* Text shown:
>>>>

Jessica Pal was among the University of Kansas students sent home to study last spring when the pandemic hit.
But the KU junior didn't go home like the rest of her friends. Pal, then a sophomore, serves in the Kansas National Guard and as part of the 1077th Ground Ambulance Company, she was deployed to Dodge City, Kansas, to run a COVID-19 testing site from April 30 to August 13.
She knows her non-military friends didn’t exactly have it easy when they had to leave the KU campus at the end of last semester.
“But,” she says, “I feel like the deployment thing was a little bit harder, because I found out that I was going to go help out with the Dodge City mission pretty much the day before.”
The pandemic has impacted all levels of education, but the population of military students has been hit harder than others.
While difficult to document, it appears that Pal is part of a trend. At one local school, Park University, military-affiliated enrollment is down 23% from last year compared to their general population of students, which is down 6%, according to Greg Gunderson, Park's president.
The university, headquartered in Parkville, Missouri, has 42 satellite sites in 22 states, many of which are on military bases.
“It’s a very specific number that’s impacted; we can tie it right down to the penny,” Gunderson says.
Coronavirus and civil-unrest deployments are one factor at play in the lower enrollment, but not the only factor. Sarah Weygand, Park’s director of military and veteran student services, says that military-affiliated students dealt with all of the same difficulties their civilian counterparts did, but with extra challenges.
She says that active duty military, veteran, and military-dependent students are all non-traditional students. Many have children, are actively serving, or might have service-related disabilities. Like the rest of the population, their spouses may have lost jobs ,and their children’s schools closed.
“I think their choices came down to: do I go to school and try to juggle that as well as taking care of my family and my children and the chaos that hit when the quarantine happened?" Weygand says. "Or do I take something off my plate that’s going to directly affect me and not directly affect my family members or my service?”
Other universities struggle to measure how their military students have been impacted, but they know they have been.
Sean Navarro at KU’s Military-Affiliated Student Center says that it’s hard to track how that population of students has been impacted by the pandemic even as his office works to support them.
“We do a lot of the data tracking, especially as required for reporting purposes, but we don’t as a practice track the number of students with military affiliations who are withdrawing,” Navarro explains. “That’s not a number that’s easily accessible.”
Navarro says that the VA acted quickly in the spring to ensure that students using their GI Bills had as little disruption as possible, which really helped those he serves.
Normally, a veteran student using the Post 9/11 GI Bill must take in-person courses in order to qualify for the maximum benefit amount. When the pandemic forced coursework online, the VA passed legislation allowing those students to continue receiving their entire benefit. The caveat was that the coursework must have originally begun in-person.
"We would have had a lot more issues without that legislation," Navarro says.
Sebastian Dutton grew up in Hutchinson, Kansas, and decided to join the National Guard, which is now funding his undergraduate degree at KU.

<<<<

* Work task 1:
Answer from the article on military students during the pandemic:
(a) To which city was Jessica Pal deployed, and for what dates?
(b) By what percentage has military-affiliated enrollment at Park University dropped from last year?
(c) Under the VA legislation, what condition had to be met for veteran students to keep receiving their entire benefit once coursework moved online?
* Work task 2: Write the next part of the article on military students during the pandemic, starting after its final sentence about Sebastian Dutton.
The items that come next are not needed for working with the article on military students during the pandemic.

Dataset entries:
>>>>

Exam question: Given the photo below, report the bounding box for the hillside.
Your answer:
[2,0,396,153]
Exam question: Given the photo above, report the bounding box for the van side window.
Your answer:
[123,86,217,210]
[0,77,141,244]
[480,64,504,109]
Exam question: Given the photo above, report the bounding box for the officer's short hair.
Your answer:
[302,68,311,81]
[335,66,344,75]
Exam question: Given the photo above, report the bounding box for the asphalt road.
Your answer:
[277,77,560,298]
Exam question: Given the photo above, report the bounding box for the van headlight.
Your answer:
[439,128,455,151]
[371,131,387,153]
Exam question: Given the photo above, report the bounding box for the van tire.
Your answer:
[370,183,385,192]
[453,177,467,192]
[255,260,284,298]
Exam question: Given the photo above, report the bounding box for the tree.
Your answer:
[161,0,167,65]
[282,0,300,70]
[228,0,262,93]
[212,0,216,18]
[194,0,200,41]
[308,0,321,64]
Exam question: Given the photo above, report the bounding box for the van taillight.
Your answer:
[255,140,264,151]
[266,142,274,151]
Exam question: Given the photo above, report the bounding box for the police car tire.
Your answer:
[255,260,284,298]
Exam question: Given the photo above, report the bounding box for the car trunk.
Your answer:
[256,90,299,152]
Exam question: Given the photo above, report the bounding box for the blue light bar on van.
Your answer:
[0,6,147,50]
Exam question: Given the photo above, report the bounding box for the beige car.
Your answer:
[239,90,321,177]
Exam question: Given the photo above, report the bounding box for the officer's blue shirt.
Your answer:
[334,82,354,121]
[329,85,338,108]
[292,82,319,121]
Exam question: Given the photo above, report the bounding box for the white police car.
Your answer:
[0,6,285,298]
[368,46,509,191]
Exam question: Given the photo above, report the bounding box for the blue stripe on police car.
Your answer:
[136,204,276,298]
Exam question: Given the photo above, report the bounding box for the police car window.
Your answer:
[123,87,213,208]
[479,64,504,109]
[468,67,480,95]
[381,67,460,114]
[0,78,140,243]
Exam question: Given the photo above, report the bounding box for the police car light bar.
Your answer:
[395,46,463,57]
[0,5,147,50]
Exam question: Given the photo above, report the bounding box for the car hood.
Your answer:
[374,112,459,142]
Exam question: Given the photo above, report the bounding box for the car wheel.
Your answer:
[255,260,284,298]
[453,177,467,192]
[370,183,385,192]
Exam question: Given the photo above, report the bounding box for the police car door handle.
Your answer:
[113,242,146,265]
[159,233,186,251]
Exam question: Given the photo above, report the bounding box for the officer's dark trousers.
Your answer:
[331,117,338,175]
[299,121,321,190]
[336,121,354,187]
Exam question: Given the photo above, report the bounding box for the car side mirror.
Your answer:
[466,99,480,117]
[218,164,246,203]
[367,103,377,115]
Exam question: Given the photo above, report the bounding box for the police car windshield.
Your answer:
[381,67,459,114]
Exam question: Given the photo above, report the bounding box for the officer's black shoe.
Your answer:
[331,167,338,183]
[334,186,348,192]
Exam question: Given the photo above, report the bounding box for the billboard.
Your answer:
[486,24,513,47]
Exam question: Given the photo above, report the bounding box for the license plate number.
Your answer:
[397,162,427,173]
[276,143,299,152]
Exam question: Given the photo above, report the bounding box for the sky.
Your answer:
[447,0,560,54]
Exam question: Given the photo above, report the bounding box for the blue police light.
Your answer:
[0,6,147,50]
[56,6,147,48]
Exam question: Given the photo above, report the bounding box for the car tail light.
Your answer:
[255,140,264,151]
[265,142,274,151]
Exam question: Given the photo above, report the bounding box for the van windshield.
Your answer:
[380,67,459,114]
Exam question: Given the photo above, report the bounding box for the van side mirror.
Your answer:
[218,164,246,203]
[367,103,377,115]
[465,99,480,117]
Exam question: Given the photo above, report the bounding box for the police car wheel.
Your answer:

<<<<

* Exercise result 1:
(a) Dodge City, Kansas, from April 30 to August 13.
(b) 23%.
(c) The coursework must have originally begun in-person.

* Exercise result 2:
“I grew up in a very poor family where college was out of the question entirely, and I’m about to get a bachelor’s in chemistry, of all things,” Dutton says.
He says that he’ll finish in May before he moves onto his first active duty station as a commissioned officer, but for a while during the spring and summer, he thought he might have to tack on an extra semester or two because he’d missed classes for a COVID-19 deployment.
Like Pal, Dutton is part of the 1077th Ground Ambulance Company and was deployed to Dodge City from April 16 to June 20.
Dutton says a lot of his classes translated well to online, just like non-military students’ classes did. But his experience was different from his peers.
“I still have an incomplete class I have to do, and I have a lab that I have to retake,” Dutton says. “My professor can’t transport and teach me molecular mechanics over a computer while at the same time I’m trying to run a testing site, you know?”
The Kansas National Guard reports that at its height it had 667 members deployed in support of coronavirus-related missions. Now, only 200 are in the field.
Students like Dutton and Pal in their school’s ROTC program had no choice but to soldier on.
Pal is from Oklahoma and is the first in her family to go to college. She’s now a pre-med junior and was able to keep up with her classwork in the spring; she only had to take one incomplete, which she finished over the summer.
“When I had breaks, I would start studying for tests,” Pal says. “Sometimes while working, I had the people on my team look at my notes and try to make up questions.”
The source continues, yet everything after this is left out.